«Каждая девица называла себя русской» Русские эмигранты заставили сходить с ума по России всю Европу. Как им это удалось?
На модерации
Отложенный
Всем известно, что Коко Шанель пришла к славе благодаря упорному труду и таланту, однако не все знают, какую значительную роль в этом движении сыграли русские эмигранты, с которыми ее познакомила близкая подруга Мися Серт. Искусствовед и писатель Елена Селестин выпустила документальный роман «Русские друзья Шанель», основанный на записях друга Коко Шанель Поля Морана, который при ее жизни так и не получил разрешения на их издание. В нем в деталях рассказывается о знакомстве, дружбе и сотрудничестве Шанель с Сергеем Дягилевым, Игорем Стравинским, Леонидом Мясиным, Сергеем Лифарем, великим князем Дмитрием Романовым и княгиней Марией Павловной, Пикассо и его русской женой Ольгой Хохловой. Место и время действия — Париж первой половины XX века, период становления нового искусства в новом, быстро меняющемся мире. С разрешения издательства «Бомбора» «Лента.ру» публикует фрагмент книги, рассказывающий о создании легендарного аромата, прославившего Коко Шанель на весь мир.

====

Ответьте на вопросы по тексту о русских друзьях Шанель.
(а) Кто познакомил Коко Шанель с русскими эмигрантами?
(б) На чьих записях основан роман «Русские друзья Шанель»?
(в) О создании чего рассказывает фрагмент книги, который публикует «Лента.ру»?

====

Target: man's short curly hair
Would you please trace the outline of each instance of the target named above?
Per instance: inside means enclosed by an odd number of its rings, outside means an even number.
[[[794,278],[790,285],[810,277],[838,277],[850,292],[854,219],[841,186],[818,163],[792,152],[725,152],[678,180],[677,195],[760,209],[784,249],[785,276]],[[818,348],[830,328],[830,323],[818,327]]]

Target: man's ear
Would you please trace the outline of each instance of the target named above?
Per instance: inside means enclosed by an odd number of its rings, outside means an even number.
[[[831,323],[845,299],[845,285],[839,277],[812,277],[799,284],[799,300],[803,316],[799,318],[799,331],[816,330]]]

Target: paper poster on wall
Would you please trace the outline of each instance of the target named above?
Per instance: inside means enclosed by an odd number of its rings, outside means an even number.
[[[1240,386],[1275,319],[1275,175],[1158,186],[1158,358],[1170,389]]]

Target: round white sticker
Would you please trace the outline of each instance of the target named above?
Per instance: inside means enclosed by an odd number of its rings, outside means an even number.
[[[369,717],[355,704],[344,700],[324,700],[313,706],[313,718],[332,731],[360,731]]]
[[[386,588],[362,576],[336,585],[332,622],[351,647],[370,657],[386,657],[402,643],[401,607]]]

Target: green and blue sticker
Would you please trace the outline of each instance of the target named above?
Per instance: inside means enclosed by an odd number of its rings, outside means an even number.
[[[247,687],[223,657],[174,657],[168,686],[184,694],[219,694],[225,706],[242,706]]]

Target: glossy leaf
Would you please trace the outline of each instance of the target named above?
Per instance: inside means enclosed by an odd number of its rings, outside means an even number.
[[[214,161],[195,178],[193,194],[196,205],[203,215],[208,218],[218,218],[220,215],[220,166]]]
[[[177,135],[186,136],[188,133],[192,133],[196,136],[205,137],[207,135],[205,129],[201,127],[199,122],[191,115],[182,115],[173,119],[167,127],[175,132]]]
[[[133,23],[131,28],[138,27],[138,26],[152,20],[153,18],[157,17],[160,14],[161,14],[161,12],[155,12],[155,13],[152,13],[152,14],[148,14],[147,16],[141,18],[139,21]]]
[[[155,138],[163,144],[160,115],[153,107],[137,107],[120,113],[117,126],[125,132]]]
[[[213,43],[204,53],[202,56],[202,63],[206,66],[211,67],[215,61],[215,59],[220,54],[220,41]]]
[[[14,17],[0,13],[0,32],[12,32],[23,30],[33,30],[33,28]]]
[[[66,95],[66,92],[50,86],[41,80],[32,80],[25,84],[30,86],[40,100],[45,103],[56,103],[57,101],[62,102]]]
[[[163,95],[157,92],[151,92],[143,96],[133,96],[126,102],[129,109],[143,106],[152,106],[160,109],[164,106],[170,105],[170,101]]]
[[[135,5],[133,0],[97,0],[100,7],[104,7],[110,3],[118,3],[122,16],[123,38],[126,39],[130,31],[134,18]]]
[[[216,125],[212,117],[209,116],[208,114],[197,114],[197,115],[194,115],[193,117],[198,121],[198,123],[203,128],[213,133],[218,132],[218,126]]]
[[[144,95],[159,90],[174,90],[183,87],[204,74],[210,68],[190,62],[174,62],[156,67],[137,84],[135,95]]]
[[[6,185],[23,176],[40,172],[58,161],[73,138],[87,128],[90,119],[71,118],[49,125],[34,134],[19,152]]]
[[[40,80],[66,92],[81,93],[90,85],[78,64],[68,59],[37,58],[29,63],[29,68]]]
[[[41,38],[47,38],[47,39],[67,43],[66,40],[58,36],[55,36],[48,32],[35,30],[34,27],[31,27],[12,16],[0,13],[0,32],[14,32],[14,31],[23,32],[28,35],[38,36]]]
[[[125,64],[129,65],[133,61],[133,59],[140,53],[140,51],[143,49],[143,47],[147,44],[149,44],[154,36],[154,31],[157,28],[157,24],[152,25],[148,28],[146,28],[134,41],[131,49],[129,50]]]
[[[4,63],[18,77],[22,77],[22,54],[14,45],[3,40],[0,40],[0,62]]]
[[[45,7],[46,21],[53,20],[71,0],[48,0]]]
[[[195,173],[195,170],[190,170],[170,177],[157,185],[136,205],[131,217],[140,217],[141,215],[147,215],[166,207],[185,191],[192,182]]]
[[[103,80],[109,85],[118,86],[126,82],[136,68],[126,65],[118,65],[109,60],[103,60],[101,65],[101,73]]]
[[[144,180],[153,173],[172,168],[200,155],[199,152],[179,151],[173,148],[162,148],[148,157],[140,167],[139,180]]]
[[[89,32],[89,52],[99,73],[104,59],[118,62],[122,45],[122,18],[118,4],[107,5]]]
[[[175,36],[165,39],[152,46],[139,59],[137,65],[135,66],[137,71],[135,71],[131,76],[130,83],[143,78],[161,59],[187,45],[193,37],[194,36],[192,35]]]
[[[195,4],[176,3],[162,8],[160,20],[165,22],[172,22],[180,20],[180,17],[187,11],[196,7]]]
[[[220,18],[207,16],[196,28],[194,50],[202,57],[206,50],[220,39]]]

====

◆ **Ответ на задание**:
(а) Ее близкая подруга Мися Серт.
(б) На записях Поля Морана, друга Коко Шанель.
(в) О создании легендарного аромата, прославившего Коко Шанель на весь мир.